## Data to use
=====

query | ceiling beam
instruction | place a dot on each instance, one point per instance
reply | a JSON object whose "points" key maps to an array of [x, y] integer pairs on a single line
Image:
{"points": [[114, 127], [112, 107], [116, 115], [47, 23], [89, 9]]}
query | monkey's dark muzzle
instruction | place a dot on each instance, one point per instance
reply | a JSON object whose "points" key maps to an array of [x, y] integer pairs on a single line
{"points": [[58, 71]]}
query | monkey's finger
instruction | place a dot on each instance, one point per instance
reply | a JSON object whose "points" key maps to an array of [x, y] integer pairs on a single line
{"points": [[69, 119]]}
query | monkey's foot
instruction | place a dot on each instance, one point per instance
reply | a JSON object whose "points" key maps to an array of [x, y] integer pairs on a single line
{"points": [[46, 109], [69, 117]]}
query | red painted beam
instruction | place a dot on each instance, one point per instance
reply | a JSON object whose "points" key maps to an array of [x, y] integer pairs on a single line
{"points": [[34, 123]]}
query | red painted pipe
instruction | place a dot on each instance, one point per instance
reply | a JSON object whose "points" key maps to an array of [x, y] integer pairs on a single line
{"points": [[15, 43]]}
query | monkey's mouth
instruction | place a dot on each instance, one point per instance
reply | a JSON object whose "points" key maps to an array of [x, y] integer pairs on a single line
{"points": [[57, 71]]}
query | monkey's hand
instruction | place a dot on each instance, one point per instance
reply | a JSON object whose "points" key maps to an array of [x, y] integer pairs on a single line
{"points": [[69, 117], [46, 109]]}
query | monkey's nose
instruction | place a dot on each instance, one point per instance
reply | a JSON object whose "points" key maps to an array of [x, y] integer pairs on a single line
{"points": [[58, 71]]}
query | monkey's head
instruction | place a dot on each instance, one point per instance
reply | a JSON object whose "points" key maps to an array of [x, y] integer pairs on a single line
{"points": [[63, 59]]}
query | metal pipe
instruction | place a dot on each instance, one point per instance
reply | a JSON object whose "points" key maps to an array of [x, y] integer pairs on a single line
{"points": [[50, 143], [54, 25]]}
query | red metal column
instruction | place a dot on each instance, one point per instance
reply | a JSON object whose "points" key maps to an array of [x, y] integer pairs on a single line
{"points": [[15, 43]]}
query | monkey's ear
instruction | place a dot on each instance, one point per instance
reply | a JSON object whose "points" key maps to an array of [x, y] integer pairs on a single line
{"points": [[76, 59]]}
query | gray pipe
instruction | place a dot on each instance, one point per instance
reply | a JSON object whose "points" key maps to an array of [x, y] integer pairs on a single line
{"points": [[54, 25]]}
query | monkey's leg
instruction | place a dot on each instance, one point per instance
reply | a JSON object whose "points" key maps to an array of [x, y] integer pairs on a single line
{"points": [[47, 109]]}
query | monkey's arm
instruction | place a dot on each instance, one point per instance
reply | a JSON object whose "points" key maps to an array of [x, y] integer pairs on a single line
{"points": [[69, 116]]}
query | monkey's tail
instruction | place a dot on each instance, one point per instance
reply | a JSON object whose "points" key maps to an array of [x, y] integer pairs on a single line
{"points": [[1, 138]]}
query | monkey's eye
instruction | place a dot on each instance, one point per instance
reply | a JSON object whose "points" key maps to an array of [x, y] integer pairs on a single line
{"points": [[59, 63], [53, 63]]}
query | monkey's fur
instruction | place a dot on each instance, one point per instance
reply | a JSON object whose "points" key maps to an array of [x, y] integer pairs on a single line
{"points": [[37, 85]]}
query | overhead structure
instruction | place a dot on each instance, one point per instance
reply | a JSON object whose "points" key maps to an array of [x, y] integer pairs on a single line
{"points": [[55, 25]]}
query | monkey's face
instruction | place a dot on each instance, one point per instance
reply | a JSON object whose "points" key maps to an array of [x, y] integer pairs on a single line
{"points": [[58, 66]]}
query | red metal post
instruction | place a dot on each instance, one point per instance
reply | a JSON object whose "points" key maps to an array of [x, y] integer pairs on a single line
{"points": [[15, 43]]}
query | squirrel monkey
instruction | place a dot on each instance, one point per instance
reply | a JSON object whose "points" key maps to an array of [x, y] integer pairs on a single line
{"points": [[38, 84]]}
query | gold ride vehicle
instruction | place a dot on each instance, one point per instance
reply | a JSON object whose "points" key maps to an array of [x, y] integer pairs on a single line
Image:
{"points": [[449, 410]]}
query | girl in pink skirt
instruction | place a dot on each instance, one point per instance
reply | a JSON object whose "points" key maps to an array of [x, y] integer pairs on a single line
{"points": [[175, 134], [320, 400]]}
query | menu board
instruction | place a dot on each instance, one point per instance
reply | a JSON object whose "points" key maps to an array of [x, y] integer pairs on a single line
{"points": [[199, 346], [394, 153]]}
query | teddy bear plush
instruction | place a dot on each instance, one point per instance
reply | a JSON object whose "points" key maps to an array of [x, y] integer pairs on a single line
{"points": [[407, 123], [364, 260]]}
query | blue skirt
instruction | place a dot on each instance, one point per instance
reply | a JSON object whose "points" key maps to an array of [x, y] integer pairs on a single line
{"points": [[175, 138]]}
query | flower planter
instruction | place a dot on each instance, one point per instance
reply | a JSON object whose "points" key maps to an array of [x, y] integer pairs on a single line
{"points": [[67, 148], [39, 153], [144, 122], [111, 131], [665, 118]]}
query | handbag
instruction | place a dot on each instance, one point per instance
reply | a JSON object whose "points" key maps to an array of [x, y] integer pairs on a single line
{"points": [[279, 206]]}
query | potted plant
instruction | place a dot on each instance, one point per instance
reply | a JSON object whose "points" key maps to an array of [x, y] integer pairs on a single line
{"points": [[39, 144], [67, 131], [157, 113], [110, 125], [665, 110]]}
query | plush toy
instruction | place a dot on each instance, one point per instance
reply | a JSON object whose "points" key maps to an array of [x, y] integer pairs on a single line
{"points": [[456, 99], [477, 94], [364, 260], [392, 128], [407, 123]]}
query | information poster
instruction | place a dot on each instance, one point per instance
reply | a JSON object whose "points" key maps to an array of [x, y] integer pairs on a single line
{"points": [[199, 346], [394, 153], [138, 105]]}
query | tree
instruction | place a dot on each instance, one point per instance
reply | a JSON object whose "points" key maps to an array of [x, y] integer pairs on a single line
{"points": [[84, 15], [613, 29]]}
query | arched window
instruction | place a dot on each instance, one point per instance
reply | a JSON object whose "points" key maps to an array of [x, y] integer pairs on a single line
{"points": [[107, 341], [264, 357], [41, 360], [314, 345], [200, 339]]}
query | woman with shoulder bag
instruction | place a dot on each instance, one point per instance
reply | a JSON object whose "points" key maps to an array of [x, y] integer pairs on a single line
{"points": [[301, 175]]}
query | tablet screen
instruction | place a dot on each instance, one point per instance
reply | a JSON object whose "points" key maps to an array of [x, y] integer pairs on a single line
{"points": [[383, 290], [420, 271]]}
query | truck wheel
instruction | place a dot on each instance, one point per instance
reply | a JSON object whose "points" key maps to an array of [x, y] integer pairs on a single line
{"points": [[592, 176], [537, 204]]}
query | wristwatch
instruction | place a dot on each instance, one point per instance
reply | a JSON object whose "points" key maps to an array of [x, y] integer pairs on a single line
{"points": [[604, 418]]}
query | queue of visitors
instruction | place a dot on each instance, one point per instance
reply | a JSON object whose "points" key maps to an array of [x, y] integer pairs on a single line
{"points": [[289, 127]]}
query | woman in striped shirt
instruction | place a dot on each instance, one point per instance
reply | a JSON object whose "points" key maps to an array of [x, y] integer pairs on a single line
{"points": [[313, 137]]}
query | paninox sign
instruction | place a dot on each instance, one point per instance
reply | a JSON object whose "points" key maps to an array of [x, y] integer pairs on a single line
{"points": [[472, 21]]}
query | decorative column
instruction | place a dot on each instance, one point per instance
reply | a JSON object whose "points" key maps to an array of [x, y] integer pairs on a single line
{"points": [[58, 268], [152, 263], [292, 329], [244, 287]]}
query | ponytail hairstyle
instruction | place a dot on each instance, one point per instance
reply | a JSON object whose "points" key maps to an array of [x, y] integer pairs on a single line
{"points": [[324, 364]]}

=====

Reproduce, exactly and with nothing added, the lines from the one that includes "query | paninox sign" through the last line of the material.

## Complete answer
query | paninox sign
instruction | place a dot on each instance, one point per instance
reply | a JSON object whose "points" key maps to an array of [x, y] integer pairs on a single line
{"points": [[472, 21]]}
query | decorative column
instruction | place a dot on each instance, one point per instance
reply | a JSON object whose "points" key maps to an array of [x, y] integer pairs on a single line
{"points": [[58, 268], [152, 263], [292, 329], [244, 287]]}
query | ponytail hairstyle
instruction | place a dot on each instance, one point per instance
reply | a JSON object whose "points" key maps to an array of [x, y] integer pairs on a single line
{"points": [[324, 364]]}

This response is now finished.